• **WORK ORDER**: What you give back should be exactly the opening lines of the data, ending with the line that contains "Tag one point on each instance of the metal fence" and including it.

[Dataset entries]
┏━━

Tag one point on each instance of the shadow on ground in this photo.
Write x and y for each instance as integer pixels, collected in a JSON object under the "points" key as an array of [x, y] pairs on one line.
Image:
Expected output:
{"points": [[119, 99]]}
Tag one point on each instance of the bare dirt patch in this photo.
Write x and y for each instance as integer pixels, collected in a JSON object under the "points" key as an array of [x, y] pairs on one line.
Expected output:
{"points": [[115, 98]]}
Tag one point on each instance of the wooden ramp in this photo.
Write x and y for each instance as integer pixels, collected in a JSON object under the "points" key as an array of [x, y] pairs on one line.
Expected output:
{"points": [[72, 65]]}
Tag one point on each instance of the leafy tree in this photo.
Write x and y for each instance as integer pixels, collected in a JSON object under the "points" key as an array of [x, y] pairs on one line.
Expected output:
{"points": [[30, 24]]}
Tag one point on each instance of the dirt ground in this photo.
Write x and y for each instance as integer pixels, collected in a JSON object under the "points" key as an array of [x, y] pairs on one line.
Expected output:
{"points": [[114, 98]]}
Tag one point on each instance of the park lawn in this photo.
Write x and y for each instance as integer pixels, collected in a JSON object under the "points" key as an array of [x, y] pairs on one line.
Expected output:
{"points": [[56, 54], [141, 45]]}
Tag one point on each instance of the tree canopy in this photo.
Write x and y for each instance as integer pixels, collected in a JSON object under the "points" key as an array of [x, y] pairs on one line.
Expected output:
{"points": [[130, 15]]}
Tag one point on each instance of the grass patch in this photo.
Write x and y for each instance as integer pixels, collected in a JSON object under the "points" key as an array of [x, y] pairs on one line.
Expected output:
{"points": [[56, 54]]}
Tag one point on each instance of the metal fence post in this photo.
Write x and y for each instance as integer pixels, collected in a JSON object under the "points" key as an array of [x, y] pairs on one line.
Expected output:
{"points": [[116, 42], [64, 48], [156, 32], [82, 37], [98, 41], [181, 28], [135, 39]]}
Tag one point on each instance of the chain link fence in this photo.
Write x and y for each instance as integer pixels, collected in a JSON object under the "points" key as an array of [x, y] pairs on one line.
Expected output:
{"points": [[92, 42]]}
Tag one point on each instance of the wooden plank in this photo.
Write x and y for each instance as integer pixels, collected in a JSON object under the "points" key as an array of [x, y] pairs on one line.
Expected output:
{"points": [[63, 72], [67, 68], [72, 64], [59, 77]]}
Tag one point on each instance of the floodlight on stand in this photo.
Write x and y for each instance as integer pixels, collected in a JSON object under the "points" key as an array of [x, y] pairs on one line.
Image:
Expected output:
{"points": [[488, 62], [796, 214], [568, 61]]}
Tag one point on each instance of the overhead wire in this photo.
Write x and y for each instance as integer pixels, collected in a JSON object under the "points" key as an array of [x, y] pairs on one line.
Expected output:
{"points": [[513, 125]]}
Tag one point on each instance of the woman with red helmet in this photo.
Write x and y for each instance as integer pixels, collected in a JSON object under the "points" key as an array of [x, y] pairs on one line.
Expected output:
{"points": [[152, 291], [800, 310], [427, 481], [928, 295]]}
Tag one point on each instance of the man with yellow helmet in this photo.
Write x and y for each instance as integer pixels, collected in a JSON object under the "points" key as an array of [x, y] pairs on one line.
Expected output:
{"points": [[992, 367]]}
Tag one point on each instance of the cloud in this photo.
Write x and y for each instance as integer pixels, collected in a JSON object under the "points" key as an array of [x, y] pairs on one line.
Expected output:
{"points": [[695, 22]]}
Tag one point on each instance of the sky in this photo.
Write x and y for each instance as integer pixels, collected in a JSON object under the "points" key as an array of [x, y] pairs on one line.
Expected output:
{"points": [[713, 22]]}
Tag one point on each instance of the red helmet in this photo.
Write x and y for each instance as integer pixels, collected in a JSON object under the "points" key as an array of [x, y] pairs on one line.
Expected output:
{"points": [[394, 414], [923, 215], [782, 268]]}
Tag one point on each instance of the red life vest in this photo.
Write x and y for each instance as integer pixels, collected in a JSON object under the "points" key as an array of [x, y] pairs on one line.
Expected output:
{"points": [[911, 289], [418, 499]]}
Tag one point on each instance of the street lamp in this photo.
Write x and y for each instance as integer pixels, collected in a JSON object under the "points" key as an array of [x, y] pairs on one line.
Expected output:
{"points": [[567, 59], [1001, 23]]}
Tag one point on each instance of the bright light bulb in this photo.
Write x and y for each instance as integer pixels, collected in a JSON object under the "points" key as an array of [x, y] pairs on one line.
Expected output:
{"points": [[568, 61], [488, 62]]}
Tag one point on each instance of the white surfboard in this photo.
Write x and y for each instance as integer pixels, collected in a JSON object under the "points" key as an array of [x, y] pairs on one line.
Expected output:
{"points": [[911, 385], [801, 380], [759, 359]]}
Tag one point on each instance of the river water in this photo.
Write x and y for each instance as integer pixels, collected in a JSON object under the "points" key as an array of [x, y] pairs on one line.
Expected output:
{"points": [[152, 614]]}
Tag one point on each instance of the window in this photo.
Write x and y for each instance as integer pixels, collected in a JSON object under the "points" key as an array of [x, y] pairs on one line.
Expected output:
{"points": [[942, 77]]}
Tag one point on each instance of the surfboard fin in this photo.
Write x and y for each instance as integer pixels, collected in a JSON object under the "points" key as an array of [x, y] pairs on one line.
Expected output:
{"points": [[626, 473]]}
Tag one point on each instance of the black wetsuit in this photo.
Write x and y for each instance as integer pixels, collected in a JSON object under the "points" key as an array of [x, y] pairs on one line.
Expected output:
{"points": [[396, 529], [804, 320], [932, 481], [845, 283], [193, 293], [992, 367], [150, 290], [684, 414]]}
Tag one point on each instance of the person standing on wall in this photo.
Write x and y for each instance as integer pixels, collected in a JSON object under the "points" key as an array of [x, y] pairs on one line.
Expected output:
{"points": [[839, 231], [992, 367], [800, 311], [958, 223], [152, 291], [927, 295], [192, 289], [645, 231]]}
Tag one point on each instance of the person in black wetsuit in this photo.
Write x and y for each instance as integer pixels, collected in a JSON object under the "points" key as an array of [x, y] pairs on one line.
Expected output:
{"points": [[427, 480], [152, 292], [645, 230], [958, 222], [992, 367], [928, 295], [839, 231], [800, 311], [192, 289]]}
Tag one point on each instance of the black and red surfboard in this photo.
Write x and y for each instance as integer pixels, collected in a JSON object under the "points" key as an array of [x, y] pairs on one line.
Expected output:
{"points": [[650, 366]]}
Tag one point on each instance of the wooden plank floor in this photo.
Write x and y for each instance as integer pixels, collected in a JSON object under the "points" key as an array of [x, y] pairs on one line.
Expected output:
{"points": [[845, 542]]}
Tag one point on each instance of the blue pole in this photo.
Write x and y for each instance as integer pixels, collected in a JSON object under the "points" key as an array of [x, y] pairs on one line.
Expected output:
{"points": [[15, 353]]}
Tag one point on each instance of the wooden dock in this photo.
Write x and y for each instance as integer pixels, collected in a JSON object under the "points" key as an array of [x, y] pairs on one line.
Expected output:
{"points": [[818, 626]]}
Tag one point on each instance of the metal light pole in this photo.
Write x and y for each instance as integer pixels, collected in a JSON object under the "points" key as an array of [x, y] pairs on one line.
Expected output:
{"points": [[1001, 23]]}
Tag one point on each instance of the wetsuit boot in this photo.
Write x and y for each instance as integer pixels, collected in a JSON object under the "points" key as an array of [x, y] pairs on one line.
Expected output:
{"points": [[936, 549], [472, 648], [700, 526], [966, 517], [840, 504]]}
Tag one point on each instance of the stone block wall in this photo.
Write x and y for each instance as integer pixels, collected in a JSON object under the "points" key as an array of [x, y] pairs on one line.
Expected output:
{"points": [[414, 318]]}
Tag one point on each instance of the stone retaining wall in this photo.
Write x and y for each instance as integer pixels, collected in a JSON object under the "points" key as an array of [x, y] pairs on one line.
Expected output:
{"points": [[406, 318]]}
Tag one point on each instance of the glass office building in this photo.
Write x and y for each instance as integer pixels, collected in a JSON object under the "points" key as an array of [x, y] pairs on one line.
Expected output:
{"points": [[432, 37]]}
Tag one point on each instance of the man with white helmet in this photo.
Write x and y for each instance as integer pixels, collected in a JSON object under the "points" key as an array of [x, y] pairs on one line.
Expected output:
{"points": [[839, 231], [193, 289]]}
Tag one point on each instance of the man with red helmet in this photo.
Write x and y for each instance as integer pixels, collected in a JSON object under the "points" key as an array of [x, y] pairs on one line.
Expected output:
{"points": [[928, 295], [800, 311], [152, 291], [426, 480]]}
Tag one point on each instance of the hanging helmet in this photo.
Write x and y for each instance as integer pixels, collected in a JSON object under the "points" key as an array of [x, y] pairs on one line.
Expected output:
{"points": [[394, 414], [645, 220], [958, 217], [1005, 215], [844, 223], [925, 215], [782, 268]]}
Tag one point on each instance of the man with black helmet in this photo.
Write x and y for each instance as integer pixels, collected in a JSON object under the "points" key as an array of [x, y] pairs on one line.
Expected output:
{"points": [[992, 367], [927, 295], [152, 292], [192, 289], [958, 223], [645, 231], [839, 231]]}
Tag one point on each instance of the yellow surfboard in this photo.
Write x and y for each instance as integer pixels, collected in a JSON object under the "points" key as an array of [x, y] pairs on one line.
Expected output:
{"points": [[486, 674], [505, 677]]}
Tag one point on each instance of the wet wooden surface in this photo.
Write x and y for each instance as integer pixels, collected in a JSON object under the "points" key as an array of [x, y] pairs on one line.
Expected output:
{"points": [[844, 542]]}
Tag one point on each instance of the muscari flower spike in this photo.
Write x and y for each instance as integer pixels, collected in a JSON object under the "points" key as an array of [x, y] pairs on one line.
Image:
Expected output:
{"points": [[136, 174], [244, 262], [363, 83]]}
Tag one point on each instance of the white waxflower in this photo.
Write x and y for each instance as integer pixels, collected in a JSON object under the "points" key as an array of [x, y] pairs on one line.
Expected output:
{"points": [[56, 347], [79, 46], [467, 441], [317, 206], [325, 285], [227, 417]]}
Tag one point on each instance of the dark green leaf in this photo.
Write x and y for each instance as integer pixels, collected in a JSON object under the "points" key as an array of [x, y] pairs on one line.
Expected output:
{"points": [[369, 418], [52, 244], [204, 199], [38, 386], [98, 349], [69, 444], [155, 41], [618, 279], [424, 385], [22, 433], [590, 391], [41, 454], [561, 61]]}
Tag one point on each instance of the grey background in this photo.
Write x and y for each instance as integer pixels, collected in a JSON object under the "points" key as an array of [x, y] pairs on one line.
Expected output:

┗━━

• **COMPLETED TASK**:
Tag one point on each instance of the shadow on ground in this photo.
Write x and y for each instance as integer pixels, collected in a JSON object under the "points" key as an array of [x, y] pairs on one line.
Image:
Expected output:
{"points": [[119, 99]]}
Tag one point on each instance of the bare dirt patch in this photo.
Write x and y for each instance as integer pixels, collected in a JSON object under the "points" key as an array of [x, y] pairs on one line.
Expected output:
{"points": [[115, 98]]}
Tag one point on each instance of the wooden ramp in this photo.
Write x and y for each instance as integer pixels, collected in a JSON object under the "points" key as an array of [x, y] pairs on one line.
Expected output:
{"points": [[72, 65]]}
Tag one point on each instance of the leafy tree in this photo.
Write x and y for each instance as integer pixels, collected in a JSON object under the "points" key as an array of [x, y] pairs on one line.
Expected output:
{"points": [[30, 24]]}
Tag one point on each instance of the dirt ground in this photo.
Write x and y for each instance as integer pixels, collected in a JSON object under the "points" key as an array of [x, y] pairs on one line.
Expected output:
{"points": [[114, 98]]}
Tag one point on each instance of the park lawn in this photo.
Write x and y for each instance as integer pixels, collected in a JSON object under the "points" key as an array of [x, y] pairs on one line.
Expected output:
{"points": [[56, 54], [141, 45]]}
Tag one point on each instance of the tree canopy in this photo.
Write x and y for each instance as integer pixels, collected in a JSON object under the "points" key as an array of [x, y] pairs on one line.
Expected output:
{"points": [[130, 15]]}
Tag one point on each instance of the grass patch in this photo.
Write x and y for each instance as integer pixels, collected in a JSON object under the "points" key as an array of [x, y] pairs on one line.
Expected output:
{"points": [[56, 54]]}
Tag one point on each instance of the metal fence post in this photo.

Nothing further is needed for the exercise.